Part III Question 2: Do certain kinds of common crimes happen at certain times of day?


In [37]:
# Data wrangling

# Adds Hour column for each crime
crime['Hour'] = crime.FROMDATE.dt.hour

# Removes the preponderance of rows for which time is 00:00:00 00:00)
crime_no_time = crime[(crime.FROMDATE.dt.hour == 0) & (crime.FROMDATE.dt.minute == 0)]
crime_no_time['no_time'] = 'indicator'
crime_time = crime.merge(crime_no_time, how='left')
crime_time = crime_time[crime_time.no_time <> 'indicator']

def time_groups(t):
    if t in [0,1,2,3,4,23]: return "Night"
    elif t in [5,6,7,8,9,10]: return "Morning"
    elif t in [11,12,13,14,15,16]: return "Midday"
    else: return "Evening"

periods = crime_time.join(crtype_dummies)
periods['timegroup'] = periods['Hour'].map(time_groups)
time_cols = ['timegroup', 'Hour'] + top_crimes
periods_classes = periods[time_cols].dropna()

In [38]:
# EDA
hours_crimes = pd.pivot_table(periods_classes, index = 'Hour', values = top_crimes, aggfunc = 'sum')
hours_crimes.plot(kind = 'line')


Out[38]:
<matplotlib.axes._subplots.AxesSubplot at 0x11a007fd0>

In [39]:
# Build the model
model_periocr = KMeans( n_clusters =  4)
model_periocr = model_periocr.fit(periods_classes.iloc[:,2:])
periods_classes['kmeans_class'] = model_periocr.labels_

In [40]:
# Analyze the model

#Plot the classification
plt.figure(figsize=(7,6))
sns.stripplot(x='timegroup', y='kmeans_class', data=periods_classes, jitter= True)

#Confusion matrix
pd.pivot_table(periods_classes, index='timegroup', columns = 'kmeans_class', values = '11xx', aggfunc = 'count')

## Dataset excerpts
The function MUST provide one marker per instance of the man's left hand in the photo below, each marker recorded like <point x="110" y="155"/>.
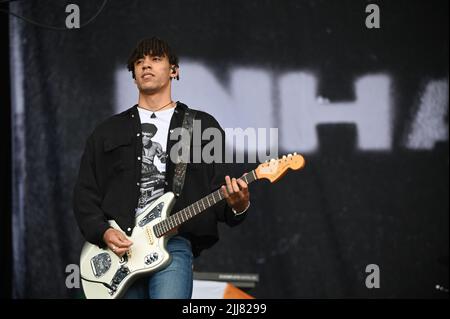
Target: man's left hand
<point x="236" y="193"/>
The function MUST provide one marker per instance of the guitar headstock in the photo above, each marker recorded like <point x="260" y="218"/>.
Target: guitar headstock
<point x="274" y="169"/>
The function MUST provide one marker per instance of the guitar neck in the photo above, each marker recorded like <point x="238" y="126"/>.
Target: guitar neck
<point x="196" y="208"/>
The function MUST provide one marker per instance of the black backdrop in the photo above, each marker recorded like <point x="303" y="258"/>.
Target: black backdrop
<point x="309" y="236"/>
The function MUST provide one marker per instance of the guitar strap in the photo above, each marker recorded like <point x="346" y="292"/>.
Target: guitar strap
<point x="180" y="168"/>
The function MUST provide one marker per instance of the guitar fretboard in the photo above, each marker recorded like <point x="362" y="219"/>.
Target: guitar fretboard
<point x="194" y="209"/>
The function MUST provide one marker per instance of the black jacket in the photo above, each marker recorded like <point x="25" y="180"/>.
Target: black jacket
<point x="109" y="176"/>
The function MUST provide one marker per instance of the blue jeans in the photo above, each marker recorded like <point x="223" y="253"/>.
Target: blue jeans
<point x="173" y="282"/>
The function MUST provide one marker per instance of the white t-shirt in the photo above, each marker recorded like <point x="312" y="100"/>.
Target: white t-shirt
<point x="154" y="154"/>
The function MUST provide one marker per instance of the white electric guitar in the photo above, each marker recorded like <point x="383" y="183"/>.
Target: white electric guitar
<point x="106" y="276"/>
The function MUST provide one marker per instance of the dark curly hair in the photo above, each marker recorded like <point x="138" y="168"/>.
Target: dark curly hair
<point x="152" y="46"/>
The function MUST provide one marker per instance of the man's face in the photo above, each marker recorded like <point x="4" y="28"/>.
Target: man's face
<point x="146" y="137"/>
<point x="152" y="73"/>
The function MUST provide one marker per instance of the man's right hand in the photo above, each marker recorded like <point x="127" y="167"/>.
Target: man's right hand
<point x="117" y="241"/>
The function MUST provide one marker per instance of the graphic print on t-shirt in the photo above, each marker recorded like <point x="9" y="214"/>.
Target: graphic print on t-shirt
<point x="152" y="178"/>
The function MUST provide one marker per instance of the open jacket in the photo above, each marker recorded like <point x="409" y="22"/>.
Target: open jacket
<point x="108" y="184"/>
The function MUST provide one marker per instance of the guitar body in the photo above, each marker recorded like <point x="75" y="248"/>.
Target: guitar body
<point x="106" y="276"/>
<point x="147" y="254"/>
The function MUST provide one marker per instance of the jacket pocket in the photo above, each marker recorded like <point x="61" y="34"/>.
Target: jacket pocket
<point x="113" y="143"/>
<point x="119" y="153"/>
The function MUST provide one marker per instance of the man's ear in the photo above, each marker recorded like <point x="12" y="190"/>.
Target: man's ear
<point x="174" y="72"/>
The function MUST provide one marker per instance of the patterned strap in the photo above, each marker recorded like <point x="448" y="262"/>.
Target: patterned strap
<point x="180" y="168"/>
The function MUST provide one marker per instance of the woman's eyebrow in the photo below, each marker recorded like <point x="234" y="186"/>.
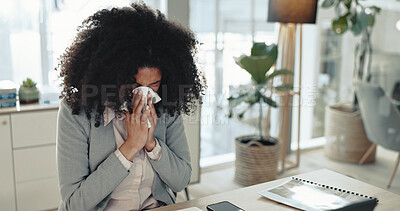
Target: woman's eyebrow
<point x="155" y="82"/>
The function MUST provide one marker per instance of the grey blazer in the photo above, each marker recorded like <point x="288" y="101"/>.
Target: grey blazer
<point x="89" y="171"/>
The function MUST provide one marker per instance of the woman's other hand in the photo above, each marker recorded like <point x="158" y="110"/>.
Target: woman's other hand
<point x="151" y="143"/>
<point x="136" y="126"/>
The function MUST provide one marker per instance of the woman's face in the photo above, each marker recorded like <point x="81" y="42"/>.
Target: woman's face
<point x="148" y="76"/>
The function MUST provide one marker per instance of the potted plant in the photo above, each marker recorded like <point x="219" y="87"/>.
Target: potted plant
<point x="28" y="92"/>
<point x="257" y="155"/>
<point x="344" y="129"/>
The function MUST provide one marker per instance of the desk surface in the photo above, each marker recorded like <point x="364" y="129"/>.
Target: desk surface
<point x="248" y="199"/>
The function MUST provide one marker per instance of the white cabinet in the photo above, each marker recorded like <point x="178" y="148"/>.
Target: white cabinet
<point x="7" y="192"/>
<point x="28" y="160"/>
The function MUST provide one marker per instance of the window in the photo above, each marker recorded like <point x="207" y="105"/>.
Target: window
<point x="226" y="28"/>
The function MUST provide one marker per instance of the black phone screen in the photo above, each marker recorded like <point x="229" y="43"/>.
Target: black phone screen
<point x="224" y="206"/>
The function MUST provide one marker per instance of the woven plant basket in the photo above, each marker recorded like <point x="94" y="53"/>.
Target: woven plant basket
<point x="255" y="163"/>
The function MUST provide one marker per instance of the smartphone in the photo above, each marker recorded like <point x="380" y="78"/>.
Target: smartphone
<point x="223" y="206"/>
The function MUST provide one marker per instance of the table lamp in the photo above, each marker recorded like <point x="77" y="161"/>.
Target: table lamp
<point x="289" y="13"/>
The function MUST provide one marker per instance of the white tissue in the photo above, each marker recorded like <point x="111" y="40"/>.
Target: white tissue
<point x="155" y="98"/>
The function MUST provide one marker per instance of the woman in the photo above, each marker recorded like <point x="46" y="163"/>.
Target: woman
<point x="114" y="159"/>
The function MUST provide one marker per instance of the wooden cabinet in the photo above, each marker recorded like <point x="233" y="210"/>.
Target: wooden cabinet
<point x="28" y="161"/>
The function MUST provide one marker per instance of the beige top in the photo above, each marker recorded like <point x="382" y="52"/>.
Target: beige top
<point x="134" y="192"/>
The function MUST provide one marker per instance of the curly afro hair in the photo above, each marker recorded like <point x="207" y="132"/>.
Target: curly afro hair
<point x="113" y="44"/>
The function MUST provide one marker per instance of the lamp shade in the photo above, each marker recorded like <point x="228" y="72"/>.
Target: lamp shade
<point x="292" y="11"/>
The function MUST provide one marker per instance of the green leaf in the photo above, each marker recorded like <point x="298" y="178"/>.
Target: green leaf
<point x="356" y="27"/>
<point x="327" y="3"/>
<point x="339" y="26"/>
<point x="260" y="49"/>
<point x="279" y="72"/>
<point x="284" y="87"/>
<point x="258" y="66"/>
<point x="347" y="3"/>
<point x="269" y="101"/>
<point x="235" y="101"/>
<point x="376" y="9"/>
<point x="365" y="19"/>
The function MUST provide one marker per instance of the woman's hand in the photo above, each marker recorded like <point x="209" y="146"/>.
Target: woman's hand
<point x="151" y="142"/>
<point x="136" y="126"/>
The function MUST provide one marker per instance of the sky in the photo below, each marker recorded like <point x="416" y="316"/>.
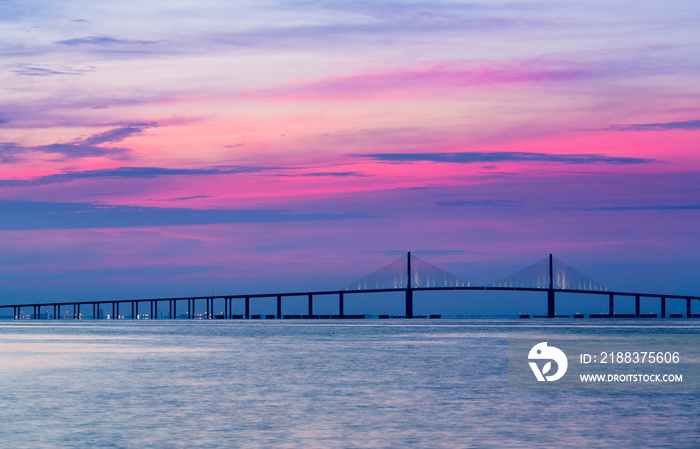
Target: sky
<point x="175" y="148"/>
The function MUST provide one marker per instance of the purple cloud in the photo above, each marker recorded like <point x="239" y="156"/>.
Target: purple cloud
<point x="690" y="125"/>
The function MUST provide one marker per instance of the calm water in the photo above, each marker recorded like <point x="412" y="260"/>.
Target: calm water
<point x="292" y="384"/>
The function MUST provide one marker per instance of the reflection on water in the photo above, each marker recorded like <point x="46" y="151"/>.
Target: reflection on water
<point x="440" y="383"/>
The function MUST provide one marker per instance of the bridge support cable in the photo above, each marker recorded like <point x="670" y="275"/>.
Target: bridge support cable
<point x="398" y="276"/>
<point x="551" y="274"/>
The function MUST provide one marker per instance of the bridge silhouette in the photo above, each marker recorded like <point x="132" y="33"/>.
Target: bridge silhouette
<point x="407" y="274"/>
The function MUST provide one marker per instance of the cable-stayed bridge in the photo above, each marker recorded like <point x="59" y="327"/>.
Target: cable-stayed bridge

## What this exercise asks
1. Check each statement against the crime time-of-day notebook. Say yes or no, and quote the exact words that decide it.
(a) The time_groups function labels hour 23 as "Night."
(b) The KMeans model is set up with five clusters.
(c) The pivot table in the EDA step sums the values.
2. Swap "photo" for "image" in the entries, starting with the line that contains "The function MUST provide one marker per instance of the lamp" and going on through the end of the entries, and give those lines again with nothing else changed and the pictures left out.

## Solutions to the exercise
1.
(a) Yes: `if t in [0,1,2,3,4,23]: return "Night"`
(b) No: `KMeans( n_clusters =  4)`
(c) Yes: `aggfunc = 'sum'`

2.
The function MUST provide one marker per instance of the lamp shade in the image above, each marker recorded like <point x="228" y="72"/>.
Target: lamp shade
<point x="292" y="11"/>
The function MUST provide one marker per instance of the green leaf in the image above, each marker recorded like <point x="298" y="178"/>.
Target: green leaf
<point x="356" y="27"/>
<point x="327" y="3"/>
<point x="339" y="26"/>
<point x="260" y="49"/>
<point x="279" y="72"/>
<point x="284" y="87"/>
<point x="258" y="66"/>
<point x="347" y="3"/>
<point x="269" y="101"/>
<point x="235" y="101"/>
<point x="376" y="9"/>
<point x="365" y="19"/>
The function MUST provide one marker per instance of the woman's hand in the image above, each marker recorded like <point x="209" y="146"/>.
Target: woman's hand
<point x="151" y="142"/>
<point x="136" y="126"/>
The function MUST provide one marker per instance of the sky in the image below, each marker recorded like <point x="416" y="316"/>.
Target: sky
<point x="175" y="148"/>
The function MUST provide one marker per instance of the purple cloud in the image above, each marker recorded like <point x="239" y="156"/>.
Target: purple cloud
<point x="690" y="125"/>
The function MUST provide one marker per instance of the calm water in the image above, each marker recorded like <point x="412" y="260"/>.
Target: calm water
<point x="292" y="384"/>
The function MUST provide one marker per instance of the reflection on water in the image above, each marker recorded like <point x="46" y="151"/>.
Target: reflection on water
<point x="440" y="383"/>
The function MUST provide one marker per instance of the bridge support cable in the image above, each marker recorded like <point x="670" y="275"/>.
Target: bridge support cable
<point x="398" y="276"/>
<point x="551" y="274"/>
The function MUST provide one marker per instance of the bridge silhouette in the image above, each marker recorded like <point x="132" y="33"/>.
Target: bridge silhouette
<point x="407" y="274"/>
The function MUST provide one marker per instance of the cable-stayed bridge in the image above, each marker recorded like <point x="59" y="327"/>.
Target: cable-stayed bridge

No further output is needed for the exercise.